> [Task directions]
Copy exactly the lines from the "Mark every instance of the area" line to the end, both included, and nothing else.
--- Begin Dataset rows ---
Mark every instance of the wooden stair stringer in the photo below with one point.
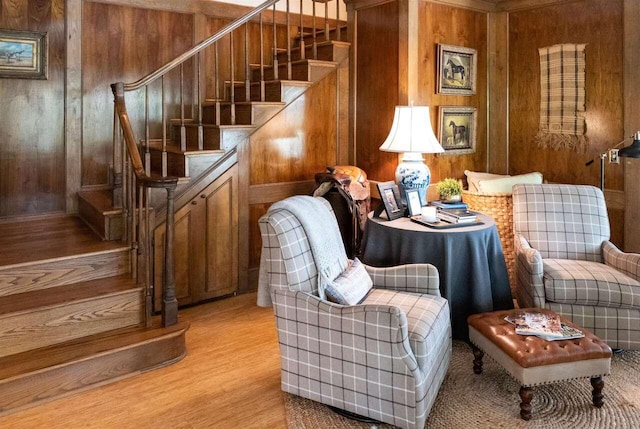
(45, 374)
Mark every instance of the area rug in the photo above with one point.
(491, 400)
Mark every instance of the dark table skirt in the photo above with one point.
(473, 273)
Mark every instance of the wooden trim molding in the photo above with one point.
(269, 193)
(517, 5)
(73, 104)
(209, 8)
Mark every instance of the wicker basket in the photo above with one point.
(500, 208)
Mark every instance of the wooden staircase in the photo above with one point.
(222, 131)
(71, 316)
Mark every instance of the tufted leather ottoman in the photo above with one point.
(533, 361)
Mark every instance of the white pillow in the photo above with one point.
(350, 287)
(504, 185)
(473, 177)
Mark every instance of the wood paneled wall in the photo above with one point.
(459, 27)
(376, 88)
(379, 48)
(599, 24)
(32, 157)
(123, 44)
(287, 152)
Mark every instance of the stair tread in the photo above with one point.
(212, 102)
(101, 200)
(222, 127)
(58, 295)
(32, 241)
(82, 348)
(173, 147)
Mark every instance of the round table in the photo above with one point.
(473, 273)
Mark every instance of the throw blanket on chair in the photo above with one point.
(323, 234)
(562, 96)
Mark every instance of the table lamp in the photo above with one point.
(411, 134)
(632, 151)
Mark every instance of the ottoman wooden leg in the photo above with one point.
(597, 395)
(477, 359)
(526, 395)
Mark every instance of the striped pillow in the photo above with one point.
(350, 287)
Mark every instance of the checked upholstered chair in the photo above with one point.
(384, 358)
(566, 263)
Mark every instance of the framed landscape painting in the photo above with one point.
(457, 131)
(456, 70)
(23, 54)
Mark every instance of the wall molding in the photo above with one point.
(269, 193)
--- End Dataset rows ---
> [Full response]
Mark every instance of the area rug in the photo above with one point.
(491, 400)
Mark every instance of the dark table skirt in the photo above with one point.
(473, 273)
Mark every instance of the wooden trim molding in the photo above with one point.
(269, 193)
(517, 5)
(73, 104)
(209, 8)
Mark every instance of the wicker basket in the photo above with one point.
(500, 208)
Mark every instance of the wooden staircase in the photo above with one point.
(222, 131)
(71, 316)
Mark every instance of the tufted leather ottoman in the photo above with one point.
(533, 361)
Mark every instance of the white pillow in the photo above with one point.
(350, 287)
(504, 185)
(473, 177)
Mark every instance of the wood paneled wall in the photo above with one point.
(459, 27)
(376, 88)
(379, 48)
(599, 24)
(32, 157)
(123, 44)
(287, 152)
Mark every instance of the stair tread in the photo above with one point.
(212, 102)
(101, 200)
(222, 127)
(58, 295)
(32, 241)
(82, 348)
(173, 147)
Mark every instance of the round table in the photo above with one point.
(473, 273)
Mark every instance of the throw blanket on chair in the photo above with one point.
(323, 234)
(562, 96)
Mark every instance of the table lamp in the photo above with one point.
(411, 134)
(632, 151)
Mark every instance of the ottoman wooden leg in the photo above with one point.
(597, 395)
(477, 359)
(526, 395)
Mark every instance of the striped pillow in the photo above with one point.
(350, 287)
Mark every instance of the checked upholstered chair in the photo above with one point.
(384, 358)
(566, 263)
Mark every instance of the framed landscape painting in the photo above with one point.
(457, 131)
(456, 70)
(23, 54)
Mark every instance of the wall molding in the photo above with one point.
(269, 193)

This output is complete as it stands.